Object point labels
____________________
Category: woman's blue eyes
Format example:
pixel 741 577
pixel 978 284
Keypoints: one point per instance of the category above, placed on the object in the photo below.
____________________
Do this =
Can you give the listing above again with every "pixel" switched to "px" and everything else left as it is?

Output for this task =
Category: woman's blue eyes
Format example:
px 741 577
px 978 284
Keypoints: one point per instance of the category above, placed on the object in the photo below.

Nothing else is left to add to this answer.